Excerpts of pointing data:

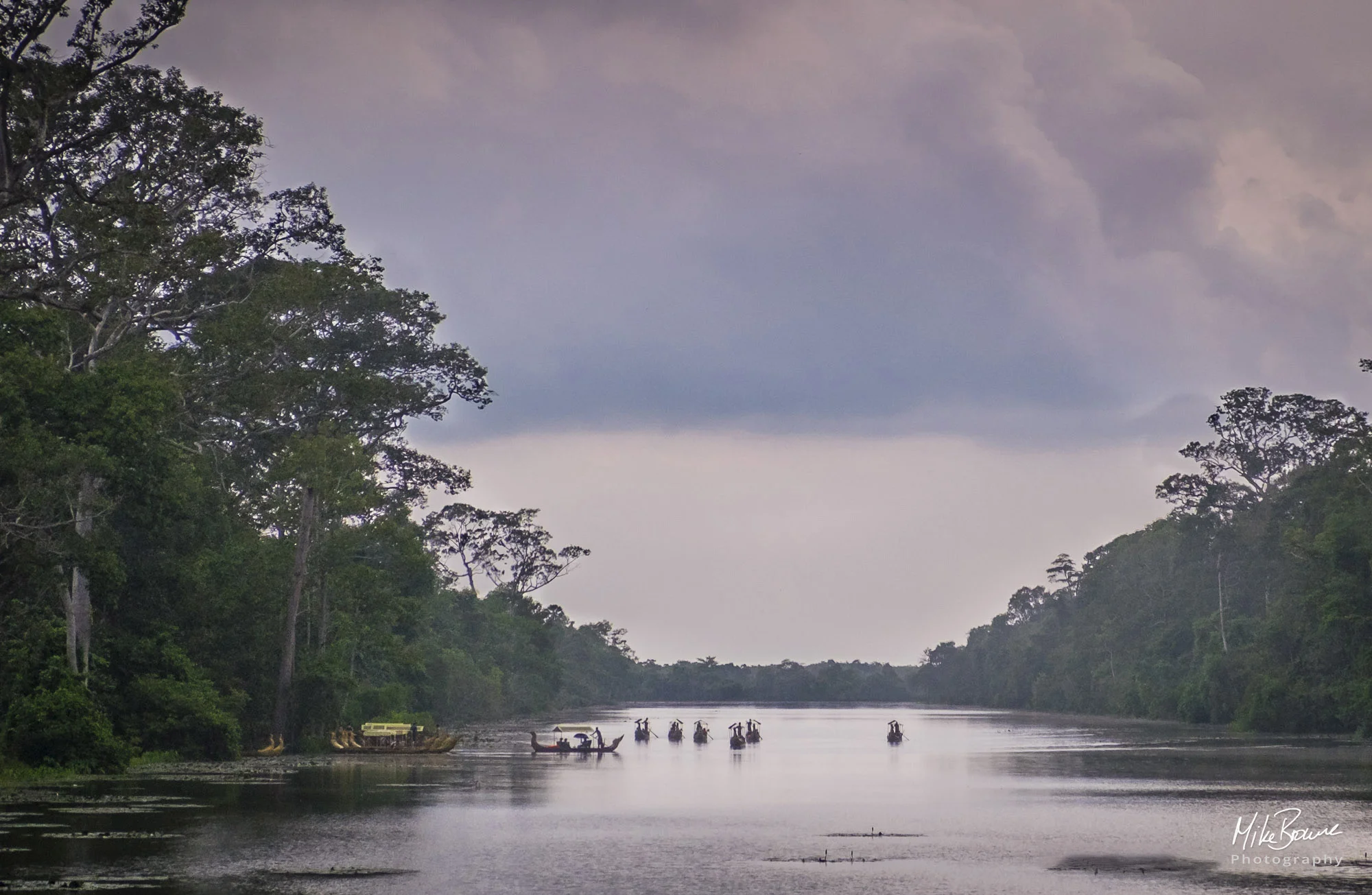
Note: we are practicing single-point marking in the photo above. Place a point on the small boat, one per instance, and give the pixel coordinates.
(588, 740)
(393, 739)
(275, 747)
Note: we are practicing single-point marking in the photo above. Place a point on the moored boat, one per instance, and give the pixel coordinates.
(393, 739)
(588, 740)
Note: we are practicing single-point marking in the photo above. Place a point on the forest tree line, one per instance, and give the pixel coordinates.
(1249, 604)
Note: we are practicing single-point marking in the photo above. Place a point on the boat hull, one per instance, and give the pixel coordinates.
(436, 747)
(558, 750)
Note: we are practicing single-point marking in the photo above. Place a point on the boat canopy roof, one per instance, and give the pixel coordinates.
(375, 729)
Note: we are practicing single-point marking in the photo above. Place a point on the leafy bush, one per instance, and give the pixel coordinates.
(60, 725)
(186, 717)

* _PROBLEM DESCRIPTION_: Set down the material above as is, without any pictures.

* _SOLUTION TO THIS TASK_:
Note: we are practicing single-point marking in the photo above. Place a point on the small boat, one per instance, and give the pixel coordinates.
(588, 740)
(393, 739)
(275, 747)
Note: we are practicing single-point marking in the photo above. Place a point on the moored boat, one per instance, and give the pixel coordinates.
(393, 739)
(588, 740)
Note: we are practicing single-point marking in the photo above. Place a point on the forest tree line, one per instance, and give the pixel coordinates.
(1249, 604)
Note: we are practicing single-point marking in the photo above. Place a point on the boat hull, one per instance, and give the pixel coordinates.
(436, 747)
(558, 750)
Note: we are practicing single-point marking in the photo above. Place a point on the boat canopy roof, one per instance, and give the pixel coordinates.
(375, 729)
Note: we are practicing single-point marking in the photo above. Place a point on the leafy bush, one per instance, and give the pixel coordinates.
(60, 725)
(186, 717)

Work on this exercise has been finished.